- [Tarefas propostas]
1 – Na reflexão, em que capítulo de 1 Pedro o apóstolo se dirige às esposas e aos maridos?
2 – Reescreva o trecho da reflexão entre "O mesmo acontece" e "e nada acontece.", inclusive, trocando "relacionamentos" por "casamentos".

- [Documento]
O mesmo acontece com os relacionamentos. Nem sempre o caminho mais curto é o melhor. Se nenhum elemento do sistema (da família) estiver disposto a sofrer coisa alguma, tudo fica como está e nada acontece.
Veja que no contexto imediatamente anterior ao texto de 1 Pedro, que citei há pouco, o apóstolo se reporta aos servos, dizendo: “Porque isto é grato, que alguém suporte tristezas, sofrendo injustamente, por motivo de sua consciência para com Deus. Pois que glória há, se, pecando e sendo esbofeteados por isso, o suportais com paciência? Se, entretanto, quando praticais o bem, sois igualmente afligidos e o suportais com paciência, isto é grato a Deus” (1Pd 2:19, 20). Isso não é estranho? Seria “grato a Deus” que alguém seja afligido e suporte com paciência “por motivo de sua consciência para com Deus”? Com certeza, essas coisas não podem ser entendidas sem ajuda do Espírito Santo.
Agora, na continuação (capítulo 3), Pedro se dirige às esposas e aos maridos, e estende o mesmo raciocínio, aconselhando a não pagar o mal com o mal, “pois, quem quer amar a vida e ver dias felizes refreie a sua língua do mal e evite que os seus lábios falem dolosamente [novamente a mesma linguagem de Isaías]… busque a paz e empenhe-se por alcançá-la. Porque os olhos do Senhor repousam sobre os justos, e os Seus ouvidos estão abertos às suas suplicas, mas o rosto do Senhor está contra aqueles que praticam males” (v. 9-12). Depois acrescenta: “Mas, ainda que venhais a sofrer por causa da justiça, bem-aventurados sois. Não vos amedronteis, portanto, com as suas ameaças, nem fiqueis alarmados… porque se for da vontade de Deus, é melhor que sofrais por praticardes o que é bom do que praticando o mal” (v. 14).
Isso tudo combina com aquele texto do livro de meditações diárias, que citei no início, no qual o autor menciona um verso em que Jesus contrapõe claramente Seu ensino ao senso comum: “Eu, porém, vos digo: não resistais ao perverso; mas, a qualquer que te ferir na face direita, volta-lhe também a outra; e, ao que demandar contigo e tirar-te a túnica, deixa-lhe também a capa” (Mt 5:39, 40).
Ele ainda aconselha a, em caso de violência, “nem fugir nem reagir. Quem foge geralmente é perseguido, pois a fraqueza é cúmplice da ferocidade alheia. Por outro lado, quem revida a uma agressão estimula o agressor a ser ainda mais violento…” Segundo Scheffel, “não resistir é de longe a melhor alternativa, apesar de parecer absurda. Porque é uma demonstração de coragem moral e domínio próprio, que, por serem raros, geralmente surpreendem o agressor, deixando-o confuso e envergonhado… Para Jesus, o inimigo não é um alvo a ser eliminado, mas um ser humano a ser redimido. Se não fosse assim, como poderíamos entender Suas palavras na cruz: ‘Pai, perdoa-lhes, porque não sabem o que fazem’ (Lc 23:34)?”

- [Material apresentado]

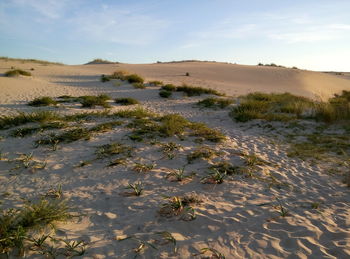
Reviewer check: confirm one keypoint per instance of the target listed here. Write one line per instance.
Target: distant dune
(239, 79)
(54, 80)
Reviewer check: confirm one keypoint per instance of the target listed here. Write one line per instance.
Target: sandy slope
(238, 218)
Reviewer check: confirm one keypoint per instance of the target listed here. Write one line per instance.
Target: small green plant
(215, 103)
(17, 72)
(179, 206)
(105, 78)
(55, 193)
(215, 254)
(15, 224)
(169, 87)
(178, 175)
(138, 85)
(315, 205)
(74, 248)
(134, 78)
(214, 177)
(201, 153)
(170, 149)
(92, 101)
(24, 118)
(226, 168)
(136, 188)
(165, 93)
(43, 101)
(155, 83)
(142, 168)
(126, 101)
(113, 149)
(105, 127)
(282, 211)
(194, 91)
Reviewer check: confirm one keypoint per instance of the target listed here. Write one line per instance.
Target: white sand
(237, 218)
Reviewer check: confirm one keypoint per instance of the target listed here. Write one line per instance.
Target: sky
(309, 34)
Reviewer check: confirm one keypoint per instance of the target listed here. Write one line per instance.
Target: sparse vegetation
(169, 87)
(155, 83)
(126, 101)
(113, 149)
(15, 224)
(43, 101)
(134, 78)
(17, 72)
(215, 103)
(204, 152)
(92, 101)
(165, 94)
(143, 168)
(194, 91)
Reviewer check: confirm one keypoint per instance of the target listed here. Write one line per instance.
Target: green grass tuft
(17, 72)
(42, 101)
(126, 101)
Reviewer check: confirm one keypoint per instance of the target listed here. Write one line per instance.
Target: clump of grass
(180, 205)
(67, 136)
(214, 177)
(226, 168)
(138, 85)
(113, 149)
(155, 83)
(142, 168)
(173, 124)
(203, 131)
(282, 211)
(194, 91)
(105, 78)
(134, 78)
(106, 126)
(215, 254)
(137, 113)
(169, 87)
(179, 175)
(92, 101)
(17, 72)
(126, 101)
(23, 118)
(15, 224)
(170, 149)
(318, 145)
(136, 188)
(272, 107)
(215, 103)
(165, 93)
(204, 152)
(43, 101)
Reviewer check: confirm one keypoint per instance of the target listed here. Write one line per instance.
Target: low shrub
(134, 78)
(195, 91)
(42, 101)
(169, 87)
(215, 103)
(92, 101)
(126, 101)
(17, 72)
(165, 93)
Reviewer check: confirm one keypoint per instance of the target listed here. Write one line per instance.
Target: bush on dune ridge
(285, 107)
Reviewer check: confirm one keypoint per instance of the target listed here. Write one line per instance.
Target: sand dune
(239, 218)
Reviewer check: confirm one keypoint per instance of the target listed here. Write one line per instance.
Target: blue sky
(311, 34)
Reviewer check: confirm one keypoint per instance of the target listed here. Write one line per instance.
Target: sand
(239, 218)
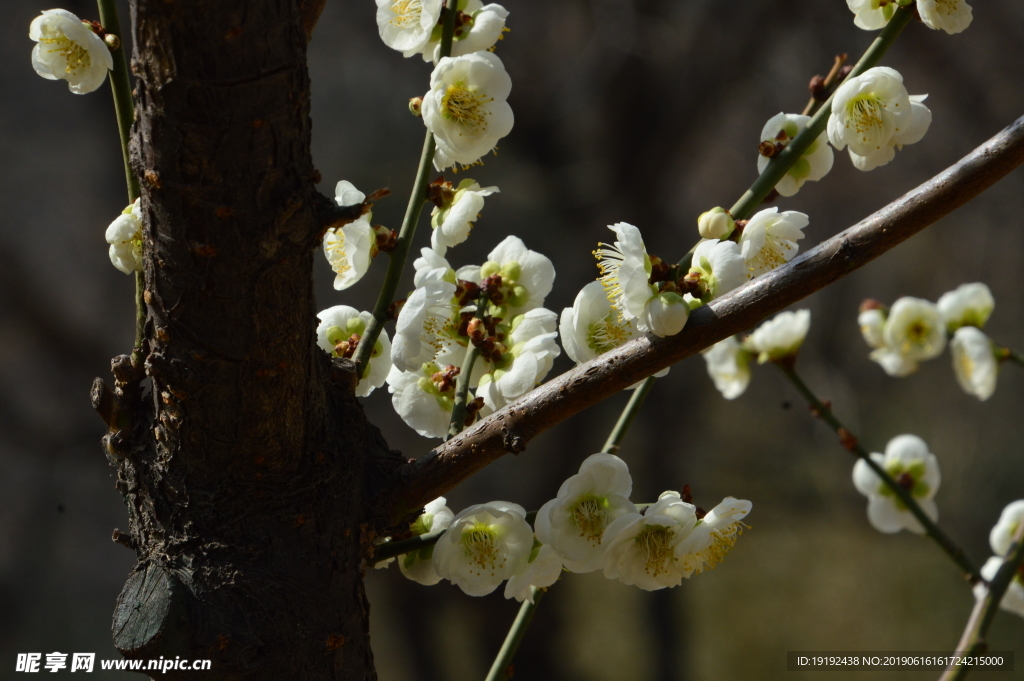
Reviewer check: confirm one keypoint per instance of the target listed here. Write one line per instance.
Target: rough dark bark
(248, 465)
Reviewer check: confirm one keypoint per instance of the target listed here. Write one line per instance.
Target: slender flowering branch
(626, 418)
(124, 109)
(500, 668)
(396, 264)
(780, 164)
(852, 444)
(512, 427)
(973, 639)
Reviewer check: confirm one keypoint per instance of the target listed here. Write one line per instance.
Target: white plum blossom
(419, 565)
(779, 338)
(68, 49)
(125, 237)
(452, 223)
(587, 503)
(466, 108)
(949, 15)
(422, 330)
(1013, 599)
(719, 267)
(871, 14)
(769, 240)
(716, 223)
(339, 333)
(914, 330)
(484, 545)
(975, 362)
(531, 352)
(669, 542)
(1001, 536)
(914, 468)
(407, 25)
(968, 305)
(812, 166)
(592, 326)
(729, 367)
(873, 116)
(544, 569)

- [Respostas às tarefas]
1 – No capítulo 3.

2 –
O mesmo acontece com os casamentos. Nem sempre o caminho mais curto é o melhor. Se nenhum elemento do sistema (da família) estiver disposto a sofrer coisa alguma, tudo fica como está e nada acontece.